**Instructions for the task**
Nothing but the lines below from the one containing "TARGET = sunlight patch on floor" through the one containing "TASK = identify one point per instance of the dirt" should appear in the answer, exact and without pictures.

**Data to use**
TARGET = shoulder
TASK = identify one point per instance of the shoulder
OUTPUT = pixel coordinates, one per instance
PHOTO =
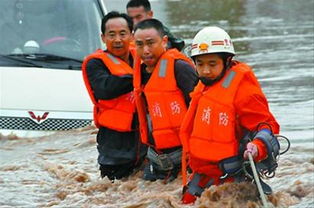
(183, 65)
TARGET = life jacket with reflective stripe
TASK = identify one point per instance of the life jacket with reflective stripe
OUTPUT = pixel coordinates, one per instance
(116, 113)
(165, 101)
(212, 135)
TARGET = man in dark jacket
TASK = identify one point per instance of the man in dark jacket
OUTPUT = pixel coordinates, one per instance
(108, 78)
(140, 10)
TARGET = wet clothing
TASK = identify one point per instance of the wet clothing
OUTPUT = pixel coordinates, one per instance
(117, 113)
(119, 151)
(218, 117)
(173, 78)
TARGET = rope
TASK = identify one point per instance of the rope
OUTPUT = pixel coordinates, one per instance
(258, 182)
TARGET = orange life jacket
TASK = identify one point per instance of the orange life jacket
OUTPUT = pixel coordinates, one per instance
(209, 129)
(165, 101)
(116, 113)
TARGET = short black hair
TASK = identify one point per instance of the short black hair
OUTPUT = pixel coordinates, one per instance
(151, 23)
(115, 14)
(139, 3)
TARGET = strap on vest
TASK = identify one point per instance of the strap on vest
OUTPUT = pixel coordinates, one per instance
(163, 68)
(165, 162)
(269, 165)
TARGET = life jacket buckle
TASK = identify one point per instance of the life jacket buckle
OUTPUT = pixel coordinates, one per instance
(165, 162)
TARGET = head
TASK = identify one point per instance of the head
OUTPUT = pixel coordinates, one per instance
(116, 31)
(212, 52)
(150, 41)
(139, 10)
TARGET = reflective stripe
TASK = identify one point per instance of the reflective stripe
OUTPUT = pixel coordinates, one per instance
(165, 161)
(162, 68)
(113, 59)
(228, 80)
(231, 165)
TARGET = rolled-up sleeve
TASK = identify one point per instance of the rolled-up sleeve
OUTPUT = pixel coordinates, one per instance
(105, 85)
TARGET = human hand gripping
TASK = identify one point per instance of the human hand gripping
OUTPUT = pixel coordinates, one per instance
(250, 148)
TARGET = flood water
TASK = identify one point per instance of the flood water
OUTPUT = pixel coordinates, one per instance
(275, 37)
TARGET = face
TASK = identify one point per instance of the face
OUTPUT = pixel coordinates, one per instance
(117, 37)
(139, 14)
(150, 46)
(209, 65)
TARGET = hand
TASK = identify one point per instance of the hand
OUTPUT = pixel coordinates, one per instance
(250, 148)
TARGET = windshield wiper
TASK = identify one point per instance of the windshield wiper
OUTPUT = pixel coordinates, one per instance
(21, 61)
(54, 61)
(46, 56)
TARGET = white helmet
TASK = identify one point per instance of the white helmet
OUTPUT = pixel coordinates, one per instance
(211, 40)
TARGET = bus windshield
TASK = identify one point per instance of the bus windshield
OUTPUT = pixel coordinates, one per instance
(68, 28)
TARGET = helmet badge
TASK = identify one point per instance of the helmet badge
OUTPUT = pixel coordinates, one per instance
(203, 47)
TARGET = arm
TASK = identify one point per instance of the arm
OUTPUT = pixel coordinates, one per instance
(252, 108)
(186, 78)
(105, 85)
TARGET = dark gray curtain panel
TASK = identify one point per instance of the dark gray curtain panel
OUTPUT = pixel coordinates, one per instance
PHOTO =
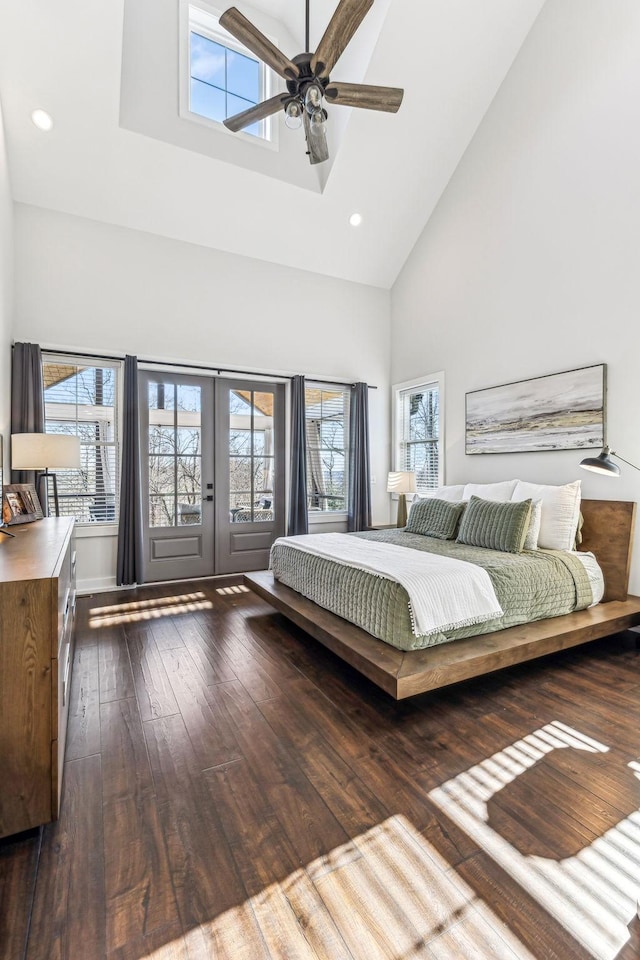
(27, 399)
(129, 562)
(359, 505)
(298, 520)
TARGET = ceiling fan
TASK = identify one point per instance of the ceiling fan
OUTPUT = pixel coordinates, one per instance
(307, 76)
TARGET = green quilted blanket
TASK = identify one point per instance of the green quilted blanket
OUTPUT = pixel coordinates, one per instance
(530, 586)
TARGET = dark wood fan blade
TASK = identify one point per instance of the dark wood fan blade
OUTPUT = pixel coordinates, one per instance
(365, 95)
(346, 19)
(261, 110)
(254, 40)
(316, 140)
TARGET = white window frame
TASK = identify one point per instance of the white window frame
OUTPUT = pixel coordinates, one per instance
(415, 385)
(332, 516)
(201, 17)
(98, 527)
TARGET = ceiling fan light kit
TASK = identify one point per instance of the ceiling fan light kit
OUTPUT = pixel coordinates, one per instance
(307, 77)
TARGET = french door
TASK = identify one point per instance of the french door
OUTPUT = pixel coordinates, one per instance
(212, 461)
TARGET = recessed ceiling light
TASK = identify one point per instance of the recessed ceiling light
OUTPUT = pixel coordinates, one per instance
(42, 120)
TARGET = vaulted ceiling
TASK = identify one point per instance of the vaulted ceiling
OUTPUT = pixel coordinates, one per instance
(119, 152)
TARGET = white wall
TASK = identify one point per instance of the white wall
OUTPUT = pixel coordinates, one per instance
(89, 286)
(531, 262)
(6, 292)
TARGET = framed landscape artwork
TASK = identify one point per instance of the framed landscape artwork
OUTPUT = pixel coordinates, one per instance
(560, 411)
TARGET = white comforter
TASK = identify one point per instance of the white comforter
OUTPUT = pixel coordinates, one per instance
(444, 594)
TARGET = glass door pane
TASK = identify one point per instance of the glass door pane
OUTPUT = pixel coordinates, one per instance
(251, 456)
(175, 454)
(176, 430)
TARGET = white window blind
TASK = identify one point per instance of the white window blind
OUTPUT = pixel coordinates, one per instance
(81, 399)
(327, 426)
(418, 420)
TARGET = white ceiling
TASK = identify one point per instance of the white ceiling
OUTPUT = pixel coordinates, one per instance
(449, 55)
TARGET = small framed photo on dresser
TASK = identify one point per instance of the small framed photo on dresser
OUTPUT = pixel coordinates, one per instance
(21, 504)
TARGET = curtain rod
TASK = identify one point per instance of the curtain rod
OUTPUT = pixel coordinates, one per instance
(192, 366)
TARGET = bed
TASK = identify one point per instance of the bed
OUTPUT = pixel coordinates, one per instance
(607, 533)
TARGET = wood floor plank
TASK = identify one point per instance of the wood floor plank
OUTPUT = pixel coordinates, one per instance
(540, 933)
(353, 804)
(203, 871)
(153, 688)
(18, 866)
(116, 678)
(68, 919)
(83, 731)
(211, 733)
(165, 633)
(210, 661)
(262, 854)
(273, 803)
(303, 815)
(139, 892)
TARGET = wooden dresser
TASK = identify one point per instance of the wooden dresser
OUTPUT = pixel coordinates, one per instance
(37, 608)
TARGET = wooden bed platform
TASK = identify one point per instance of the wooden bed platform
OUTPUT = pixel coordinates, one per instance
(608, 532)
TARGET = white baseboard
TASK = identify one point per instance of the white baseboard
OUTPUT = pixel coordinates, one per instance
(99, 585)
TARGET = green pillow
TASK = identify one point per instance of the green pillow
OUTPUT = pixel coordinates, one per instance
(495, 524)
(435, 518)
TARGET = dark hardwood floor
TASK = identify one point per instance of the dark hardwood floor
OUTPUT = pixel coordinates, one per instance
(233, 790)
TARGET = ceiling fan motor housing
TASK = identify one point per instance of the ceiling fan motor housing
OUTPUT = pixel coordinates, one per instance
(297, 86)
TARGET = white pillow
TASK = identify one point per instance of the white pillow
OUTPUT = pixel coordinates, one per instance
(492, 491)
(560, 512)
(531, 539)
(451, 492)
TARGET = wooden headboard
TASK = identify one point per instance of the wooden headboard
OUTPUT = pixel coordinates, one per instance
(608, 533)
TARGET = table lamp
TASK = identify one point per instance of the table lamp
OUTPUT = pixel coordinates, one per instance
(41, 452)
(401, 482)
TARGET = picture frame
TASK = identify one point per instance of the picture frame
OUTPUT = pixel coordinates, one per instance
(557, 411)
(20, 503)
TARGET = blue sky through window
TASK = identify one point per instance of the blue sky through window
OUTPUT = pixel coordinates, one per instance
(223, 82)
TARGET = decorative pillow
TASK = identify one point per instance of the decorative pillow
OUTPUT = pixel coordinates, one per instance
(491, 491)
(495, 525)
(560, 512)
(451, 492)
(531, 539)
(435, 518)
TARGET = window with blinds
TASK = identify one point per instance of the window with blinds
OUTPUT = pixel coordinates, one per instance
(418, 432)
(81, 399)
(327, 426)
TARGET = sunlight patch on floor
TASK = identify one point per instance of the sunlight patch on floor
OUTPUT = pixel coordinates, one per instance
(153, 609)
(592, 894)
(386, 895)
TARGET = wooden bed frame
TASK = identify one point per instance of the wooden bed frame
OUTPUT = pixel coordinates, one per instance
(607, 532)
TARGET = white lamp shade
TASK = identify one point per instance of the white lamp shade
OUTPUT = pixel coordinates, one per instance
(44, 451)
(401, 481)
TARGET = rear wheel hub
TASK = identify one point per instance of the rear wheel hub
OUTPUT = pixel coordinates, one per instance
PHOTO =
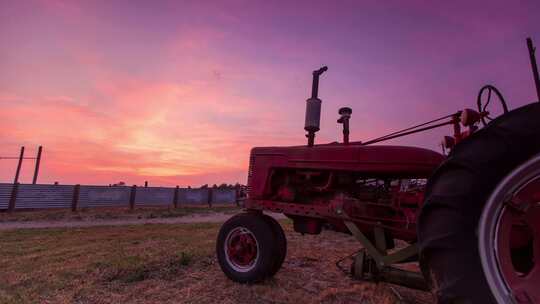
(509, 236)
(241, 249)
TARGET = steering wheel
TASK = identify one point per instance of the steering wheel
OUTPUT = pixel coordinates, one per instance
(482, 108)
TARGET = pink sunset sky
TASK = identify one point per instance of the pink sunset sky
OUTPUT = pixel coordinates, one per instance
(177, 92)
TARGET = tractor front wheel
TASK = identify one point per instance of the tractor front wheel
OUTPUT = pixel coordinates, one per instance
(246, 248)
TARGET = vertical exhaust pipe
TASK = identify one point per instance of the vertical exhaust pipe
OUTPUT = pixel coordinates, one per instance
(313, 108)
(534, 67)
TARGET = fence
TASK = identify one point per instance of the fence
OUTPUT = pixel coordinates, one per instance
(31, 196)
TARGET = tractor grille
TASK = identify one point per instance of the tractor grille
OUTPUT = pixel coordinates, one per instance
(250, 173)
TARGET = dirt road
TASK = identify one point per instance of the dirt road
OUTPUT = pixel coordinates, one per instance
(194, 218)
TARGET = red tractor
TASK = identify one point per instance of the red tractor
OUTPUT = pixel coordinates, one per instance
(471, 218)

**Result for this exercise**
TARGET = sunlight patch on floor
TASK = identify one point per instance of the sunlight patch on floor
OUTPUT = pixel coordinates, one per instance
(153, 609)
(592, 894)
(386, 895)
TARGET = wooden bed frame
TASK = identify one point per instance of the wooden bed frame
OUTPUT = pixel coordinates, one per instance
(607, 532)
TARGET = white lamp shade
TASK = identify one point per instance of the white lamp shade
OUTPUT = pixel coordinates, one per instance
(44, 451)
(401, 481)
TARGET = rear wheel hub
TASK = identify one point per instance of the rear wheel hub
OUTPUT = pixel coordinates, one per instance
PHOTO =
(509, 236)
(241, 249)
TARGET = steering wheel
TASK = identify one point per instance of the steering wheel
OUTPUT = pixel coordinates, one per instance
(482, 108)
TARGET = pink sunset sky
TASK = identify one point per instance of the pink sunset sky
OUTPUT = pixel coordinates, one per instance
(177, 92)
TARGET = tractor front wheel
TASK = identify one point per instance of the tractor front wheel
OUTPUT = pixel coordinates, one per instance
(246, 248)
TARGET = vertical exhaust pipe
TASK = identify one point per instance of the vertical exhaust pipe
OUTPUT = pixel coordinates, one per instance
(313, 108)
(534, 67)
TARGET = fence
TASK = identify one point per instance of the fence
OUTPUT = pixel coordinates, one per instance
(31, 196)
TARGET = tractor grille
TASK = identify one point per instance of the tractor grille
OUTPUT = pixel coordinates, one per instance
(250, 173)
TARGET = dirt road
TASK = identify one point per instance of the dirt road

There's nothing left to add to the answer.